If either of these conditions is met and the terms between the two enterprises differ from those between independent enterprises, resulting in unreported profits, those profits may be added to the taxable profits of the enterprise.

Additionally, if a Contracting State taxes profits of its enterprise that have already been taxed by the other Contracting State —and those profits would have accrued to the first enterprise under independent conditions—the other Contracting State will adjust the tax amount appropriately. This adjustment will consider the other provisions of the Convention, and the competent authorities of both Contracting States will consult each other if needed.

Article 11: Dividends

Dividends paid by a company in one Contracting State to a resident of the other Contracting State can be taxed in that other Contracting State. However, these dividends can also be taxed in the Contracting State where the company paying the dividends is based, but if the recipient is a resident of the other Contracting State:

  • the tax cannot exceed 15% of the gross amount of the dividends where those dividends are paid out of income derived directly or indirectly from immovable property by an investment vehicle which distributes its income annually.
  • 10 % of the gross amount of dividends, in all other cases.

When a company from one Contracting State earns profits or income from the other Contracting State, that other Contracting State cannot tax the dividends paid by the company, except if the dividends are paid to a resident of that other Contracting State or if the holding related to the dividends is connected to a permanent establishment in that Contracting State. Additionally, the other Contracting State cannot impose a tax on the company's undistributed profits, even if those profits originate from within that Contracting State.

Article 12: Interest

Interest earned in one Contracting State and beneficially owned by a resident of the other Contracting State may be taxed in that other Contracting State. However, the Contracting State where the interest arises can also tax it, but if the beneficial owner is a resident of the other Contracting State, the tax cannot exceed 15% of the gross interest amount. However, in certain circumstances the 15% rule does not apply, specifically:

  • If the beneficial owner is exempt from tax on such income in the Contracting State where he is a resident.
  • The beneficial owner sells or makes a contract to sell the holding from which the interest is derived within three months of the date of acquiring the holding.
  • if the interest is paid to a bank engaged in bona fide banking business, which is a resident and the beneficial owner of the interest, the tax in the State where the interest originates shall not exceed 10% of the gross amount.
  • If the interest is paid to the Government, a political subdivision, local authority, or the Reserve Bank of India of one of the Contracting States, it shall be exempt from tax in the State where it arises.
  • Interest arising in India and paid to a resident of the United Kingdom, if beneficially owned and paid on a loan or debt-claim guaranteed or insured by the UK's Export Credits Guarantee Department, shall be exempt from tax in India.
  • Interest arising in the United Kingdom which is paid to and beneficially owned by a resident of India shall be exempt from tax in the United Kingdom if it is paid in respect of a loan made, guaranteed or insured, or any other debt-claim or credit guaranteed or insured by the Export Credits and Guarantee Corporation of India and/or Export-Import Bank of India.

Work instructions:
(a) Answer these questions from the tax convention passage:
(i) Under Article 11, what is the maximum tax on dividends in cases other than those paid by an investment vehicle out of income from immovable property?
(ii) Under Article 12, what limit applies to tax on interest paid to a bank engaged in bona fide banking business?
(iii) Which UK body's guarantee or insurance of a loan exempts interest arising in India from Indian tax?
(b) Extend the tax convention passage, starting after its final sentence.
The records that come after this passage are not required for the work that concerns it.

Supplied material:
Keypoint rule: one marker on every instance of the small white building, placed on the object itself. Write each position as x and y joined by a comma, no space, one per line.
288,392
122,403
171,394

==

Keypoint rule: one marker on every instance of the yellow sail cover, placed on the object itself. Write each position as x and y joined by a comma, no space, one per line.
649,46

Responses:
(a)
(i) 10% of the gross amount of the dividends.
(ii) The tax in the State where the interest originates may not exceed 10% of the gross amount.
(iii) The UK's Export Credits Guarantee Department.

(b)
Moreover, these provisions do not apply if the beneficial owner, a resident of one Contracting State, has a permanent establishment in the other Contracting State where the interest arises and the debt-claim is connected with this establishment; in such cases, the business profits article will apply. Interest is considered to arise in the Contracting State where the payer is a resident, but if the payer has a permanent establishment in a Contracting State where the debt-claim was incurred, the interest is deemed to arise in the Contracting State of the permanent establishment.

Article 13: Royalties And Fees for Technical Services       

Royalties and fees for technical services arising in a Contracting State and paid to a resident of the other Contracting State may be taxed in that other State. However, the laws of the State may lead to such royalties being taxed in the Contracting State as well. The catch here is that where the beneficial owner of the royalties is a resident of the other Contracting State, the tax must not exceed:

i)

During the first five years for which the Convention has effect:

  • 15% of the gross amount of such royalties or fees for technical services when the payer of royalties is the Government of the Contracting State.
  • 20% of the gross amount of such royalties in all other cases

ii)

During subsequent years, 15% of the gross amount of such royalties or technical fees.

Typically, Royalties are deemed to arise in the Contracting State where the payer is a resident. However, if the payer has a permanent establishment in a Contracting State and the liability to pay the royalties is connected to that establishment, the royalties are deemed to arise in the Contracting State of the permanent establishment.

Article 14: Capital Gains

Except on the gains arising in the disposal of Air Transport (Article 8) and Shipping (Article 9) of the Convention, each Contracting State may tax capital gains in accordance with the provisions of its domestic law.

Article 15: Independent Personal Services

Income earned by an individual, either independently or as a member of a partnership, who is a resident of one Contracting State from professional services or other similar independent activities may be taxed in that State.

Independent-personal-services

However, such income may also be taxed in the other Contracting State if the services are performed there and one of the following conditions is met:

  • The individual is present in the other State for a total of 90 days or more during the relevant fiscal year, or
  • The individual, or the partnership, has a fixed base regularly available in the other State for performing their activities.

However, in each case, only the portion of the income attributable to those services performed in the other State may be taxed there.

The term ‘professional services’ includes independent scientific, literary, artistic, educational or teaching activities as well as the independent activities of physicians, surgeons, lawyers, engineers, architects, dentists and accountants.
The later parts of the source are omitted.